- **WORK REQUIRED**
Can you rewrite the lines starting at the first one and ending at the one containing "xmin=0 ymin=0 xmax=640 ymax=197", with "paved taxiway" changed to "concrete apron" and nothing else altered?

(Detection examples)
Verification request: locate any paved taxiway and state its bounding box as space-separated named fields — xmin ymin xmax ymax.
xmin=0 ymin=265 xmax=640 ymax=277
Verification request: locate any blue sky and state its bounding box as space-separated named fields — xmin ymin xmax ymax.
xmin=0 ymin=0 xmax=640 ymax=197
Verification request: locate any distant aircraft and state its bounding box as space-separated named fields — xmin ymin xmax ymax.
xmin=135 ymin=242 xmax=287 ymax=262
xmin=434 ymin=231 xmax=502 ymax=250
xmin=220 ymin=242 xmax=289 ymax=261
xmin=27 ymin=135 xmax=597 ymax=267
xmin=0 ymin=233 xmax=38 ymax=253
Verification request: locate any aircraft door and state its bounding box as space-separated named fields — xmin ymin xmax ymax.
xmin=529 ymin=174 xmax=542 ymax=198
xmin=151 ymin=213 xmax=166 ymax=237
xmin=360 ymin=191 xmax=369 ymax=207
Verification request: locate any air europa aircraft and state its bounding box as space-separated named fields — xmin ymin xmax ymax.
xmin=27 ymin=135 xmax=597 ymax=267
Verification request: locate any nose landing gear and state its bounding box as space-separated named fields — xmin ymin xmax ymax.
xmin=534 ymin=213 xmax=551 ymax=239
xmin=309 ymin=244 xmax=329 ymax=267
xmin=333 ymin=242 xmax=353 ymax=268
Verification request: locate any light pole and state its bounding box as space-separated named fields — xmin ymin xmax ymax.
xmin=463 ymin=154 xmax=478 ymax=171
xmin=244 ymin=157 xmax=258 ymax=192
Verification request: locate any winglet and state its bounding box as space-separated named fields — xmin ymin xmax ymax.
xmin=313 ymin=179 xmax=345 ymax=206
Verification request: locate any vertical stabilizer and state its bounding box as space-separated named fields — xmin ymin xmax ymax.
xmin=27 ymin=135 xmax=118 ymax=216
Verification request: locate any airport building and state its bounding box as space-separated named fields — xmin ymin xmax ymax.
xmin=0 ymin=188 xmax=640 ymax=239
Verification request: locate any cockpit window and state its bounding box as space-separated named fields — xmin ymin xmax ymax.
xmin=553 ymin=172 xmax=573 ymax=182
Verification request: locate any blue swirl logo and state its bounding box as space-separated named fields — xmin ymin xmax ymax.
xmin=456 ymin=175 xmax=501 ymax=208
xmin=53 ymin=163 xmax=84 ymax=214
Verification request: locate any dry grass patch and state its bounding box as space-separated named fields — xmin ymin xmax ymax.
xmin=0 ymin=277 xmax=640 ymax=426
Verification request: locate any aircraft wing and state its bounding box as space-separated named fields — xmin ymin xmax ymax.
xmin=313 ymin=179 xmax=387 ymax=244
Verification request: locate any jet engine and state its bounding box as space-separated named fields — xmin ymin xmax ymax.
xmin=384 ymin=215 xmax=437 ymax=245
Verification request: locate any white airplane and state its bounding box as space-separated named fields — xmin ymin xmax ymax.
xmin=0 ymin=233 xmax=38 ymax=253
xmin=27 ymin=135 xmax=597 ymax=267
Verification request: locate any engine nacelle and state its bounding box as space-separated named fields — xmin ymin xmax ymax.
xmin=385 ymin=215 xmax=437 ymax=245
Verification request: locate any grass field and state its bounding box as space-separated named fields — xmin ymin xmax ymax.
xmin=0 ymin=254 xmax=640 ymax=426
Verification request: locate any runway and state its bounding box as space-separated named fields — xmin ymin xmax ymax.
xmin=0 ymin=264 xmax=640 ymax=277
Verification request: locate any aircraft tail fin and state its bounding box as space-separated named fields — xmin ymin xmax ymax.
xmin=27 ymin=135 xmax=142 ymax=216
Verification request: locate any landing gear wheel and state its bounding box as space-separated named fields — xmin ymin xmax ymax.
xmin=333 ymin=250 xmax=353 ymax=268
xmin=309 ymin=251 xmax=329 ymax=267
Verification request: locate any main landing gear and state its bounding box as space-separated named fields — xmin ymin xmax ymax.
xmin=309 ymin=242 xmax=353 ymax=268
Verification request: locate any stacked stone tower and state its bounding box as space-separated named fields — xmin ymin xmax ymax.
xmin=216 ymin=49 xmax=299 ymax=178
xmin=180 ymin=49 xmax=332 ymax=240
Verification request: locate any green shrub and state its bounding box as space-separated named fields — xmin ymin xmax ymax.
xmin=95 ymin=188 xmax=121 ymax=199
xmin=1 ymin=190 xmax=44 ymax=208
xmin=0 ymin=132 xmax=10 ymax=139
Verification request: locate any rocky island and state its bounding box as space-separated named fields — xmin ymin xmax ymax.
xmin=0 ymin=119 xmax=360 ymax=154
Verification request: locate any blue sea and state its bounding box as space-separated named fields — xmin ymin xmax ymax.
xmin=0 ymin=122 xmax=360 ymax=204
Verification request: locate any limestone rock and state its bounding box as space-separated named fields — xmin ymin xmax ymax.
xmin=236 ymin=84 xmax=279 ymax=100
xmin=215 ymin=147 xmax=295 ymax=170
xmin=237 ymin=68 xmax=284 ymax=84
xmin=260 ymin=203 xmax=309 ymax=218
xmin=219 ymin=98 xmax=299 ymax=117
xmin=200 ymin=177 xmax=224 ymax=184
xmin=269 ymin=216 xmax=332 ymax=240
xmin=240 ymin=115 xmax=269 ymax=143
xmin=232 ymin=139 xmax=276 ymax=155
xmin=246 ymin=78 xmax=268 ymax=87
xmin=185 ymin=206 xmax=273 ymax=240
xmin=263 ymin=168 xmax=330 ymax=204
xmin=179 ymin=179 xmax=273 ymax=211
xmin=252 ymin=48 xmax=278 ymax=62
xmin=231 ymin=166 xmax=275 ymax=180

- **RESPONSE FOR THIS EXERCISE**
Verification request: locate any concrete apron and state its bounding box as space-separated named fields — xmin ymin xmax ymax.
xmin=0 ymin=265 xmax=640 ymax=277
Verification request: locate any blue sky and state its bounding box as space-separated named fields — xmin ymin xmax ymax.
xmin=0 ymin=0 xmax=640 ymax=197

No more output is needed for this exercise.